### [Istruzioni del compito]
Trascrivi parola per parola, dall'articolo sulla Società Europea riportato più sotto, il passo che si apre con le parole contenenti "Tale provvedimento eseguito" e si chiude con "disciplinati dallo stesso.".

─── Estratto del testo

Società Europea (SE): un’occasione persa o un punto di partenza?

Luigi Nastri 20/06/16
Il presente articolo si propone di analizzare la portata applicativa del regolamento CE 08/10/2001 n. 2157 relativo alla Società Europea (SE).

Tale provvedimento eseguito nel 2004 (insieme a quello del 2006 concernente la Società Cooperativa Europea) si è posto l’obiettivo di creare delle regole comuni in materia societaria al fine di garantire la libertà di concorrenza all’interno del mercato unico.

Il regolamento disciplina solo alcuni aspetti basilari della materia quali: le modalità di costituzione, l’assemblea, l’organo di gestione, il coinvolgimento dei lavoratori nella gestione, mentre rinvia alle norme nazionali per tutte gli ambiti non espressamente disciplinati dallo stesso.

──────
─── Dati forniti

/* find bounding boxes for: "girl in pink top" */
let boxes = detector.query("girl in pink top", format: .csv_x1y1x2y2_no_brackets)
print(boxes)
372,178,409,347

──────

### [Esercizio svolto]
Tale provvedimento eseguito nel 2004 (insieme a quello del 2006 concernente la Società Cooperativa Europea) si è posto l’obiettivo di creare delle regole comuni in materia societaria al fine di garantire la libertà di concorrenza all’interno del mercato unico.

Il regolamento disciplina solo alcuni aspetti basilari della materia quali: le modalità di costituzione, l’assemblea, l’organo di gestione, il coinvolgimento dei lavoratori nella gestione, mentre rinvia alle norme nazionali per tutte gli ambiti non espressamente disciplinati dallo stesso.